(WORK TO BE COMPLETED)
Lay out the data from the line holding "For every instance of the shirt breast" through the end of the data, inclusive, as a two-column CSV with the headers input and output. Give one row for each text and its answer, with each field in quotation marks and line breaks changed to spaces.

(DATA EXTRACT)

☆ ☆ ☆ ☆ ☆ ☆ ☆

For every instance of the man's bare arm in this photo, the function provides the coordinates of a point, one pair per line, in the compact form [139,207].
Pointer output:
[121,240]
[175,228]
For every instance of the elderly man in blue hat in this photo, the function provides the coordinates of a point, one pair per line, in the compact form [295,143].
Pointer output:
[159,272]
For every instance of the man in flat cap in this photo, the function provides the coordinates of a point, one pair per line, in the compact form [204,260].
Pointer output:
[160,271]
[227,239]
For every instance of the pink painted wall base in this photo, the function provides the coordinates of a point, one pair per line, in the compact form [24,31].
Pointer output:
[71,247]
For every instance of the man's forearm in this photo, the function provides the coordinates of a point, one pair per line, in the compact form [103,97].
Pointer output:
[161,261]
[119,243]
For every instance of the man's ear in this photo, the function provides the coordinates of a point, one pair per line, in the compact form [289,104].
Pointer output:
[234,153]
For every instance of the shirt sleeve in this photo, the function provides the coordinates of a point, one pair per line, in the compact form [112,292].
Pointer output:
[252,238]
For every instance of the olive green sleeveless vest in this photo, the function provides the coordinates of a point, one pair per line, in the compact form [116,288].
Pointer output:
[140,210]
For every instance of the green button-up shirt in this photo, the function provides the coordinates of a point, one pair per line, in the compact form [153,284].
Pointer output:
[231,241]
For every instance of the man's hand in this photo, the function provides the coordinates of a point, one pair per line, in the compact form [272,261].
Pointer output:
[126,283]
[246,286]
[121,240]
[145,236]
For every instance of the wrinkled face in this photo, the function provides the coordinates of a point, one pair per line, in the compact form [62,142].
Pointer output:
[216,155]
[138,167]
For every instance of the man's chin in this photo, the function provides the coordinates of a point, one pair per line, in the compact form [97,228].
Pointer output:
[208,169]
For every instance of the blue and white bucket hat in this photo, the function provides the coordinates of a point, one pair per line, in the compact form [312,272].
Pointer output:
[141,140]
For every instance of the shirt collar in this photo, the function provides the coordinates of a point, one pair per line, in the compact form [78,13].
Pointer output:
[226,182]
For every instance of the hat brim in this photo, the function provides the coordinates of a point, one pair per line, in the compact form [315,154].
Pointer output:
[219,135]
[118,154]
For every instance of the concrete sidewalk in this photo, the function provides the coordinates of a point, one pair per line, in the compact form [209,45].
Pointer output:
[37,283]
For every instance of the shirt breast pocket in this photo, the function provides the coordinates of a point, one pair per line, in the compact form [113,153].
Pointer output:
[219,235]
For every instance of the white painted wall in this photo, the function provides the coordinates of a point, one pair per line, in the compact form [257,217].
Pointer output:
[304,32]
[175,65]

☆ ☆ ☆ ☆ ☆ ☆ ☆

(ANSWER TO THE PROBLEM)
input,output
"For every instance of the shirt breast pocket in this photo, the function provides the coordinates of a point, one pair per line, in the compact form [113,153]. Pointer output:","[219,235]"
"For every instance of the white painted wall in this photo, the function provides the coordinates of a point, one pair per line, in the compact form [257,217]. Pointer output:","[304,32] [175,65]"